Excerpted data:
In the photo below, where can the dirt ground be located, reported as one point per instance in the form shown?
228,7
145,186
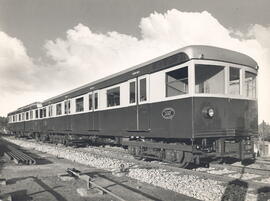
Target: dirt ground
41,182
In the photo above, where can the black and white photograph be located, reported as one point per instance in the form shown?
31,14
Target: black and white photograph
134,100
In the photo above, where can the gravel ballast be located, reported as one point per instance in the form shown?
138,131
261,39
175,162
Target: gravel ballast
190,185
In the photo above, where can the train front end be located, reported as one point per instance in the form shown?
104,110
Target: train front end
225,112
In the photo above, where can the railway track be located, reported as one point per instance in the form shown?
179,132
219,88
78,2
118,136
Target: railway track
224,174
13,153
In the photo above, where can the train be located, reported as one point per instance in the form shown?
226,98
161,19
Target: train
191,106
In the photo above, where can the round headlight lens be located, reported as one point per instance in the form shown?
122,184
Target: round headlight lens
211,112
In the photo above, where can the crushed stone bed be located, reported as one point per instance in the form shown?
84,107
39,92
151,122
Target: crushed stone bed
189,185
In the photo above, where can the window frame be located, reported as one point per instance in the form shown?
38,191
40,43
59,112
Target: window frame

Required task: Format the records as a numbered list, starting at the line that contains "In the photo above, where can the train front" and continuing through the end of the records, with blank lines omitted.

Task response:
1. In the photo above, where can the train front end be located, reported as one point per instance in the form shown?
2. 104,110
3. Target: train front end
4. 225,112
5. In the photo above, where can the railway track be located, reported as one point per instance in the form shown?
6. 179,132
7. 219,88
8. 78,2
9. 118,136
10. Target: railway track
11. 224,174
12. 13,153
13. In the photo above, where can the train be located, reported as one point per instance in the form shown?
14. 226,98
15. 161,19
16. Target: train
17. 191,106
18. In the photo above, where can the round headlight lens be located, reported as one point per instance in the form shown?
19. 122,184
20. Target: round headlight lens
21. 211,112
22. In the photo above, where can the crushed stone bed be located, reported as one point per instance in the form shown?
23. 84,107
24. 39,92
25. 151,122
26. Target: crushed stone bed
27. 189,185
28. In the photo above, where can the window frame be located, reported as one point per instance in the form shown?
29. 38,191
30. 40,43
31. 59,112
32. Target: window frame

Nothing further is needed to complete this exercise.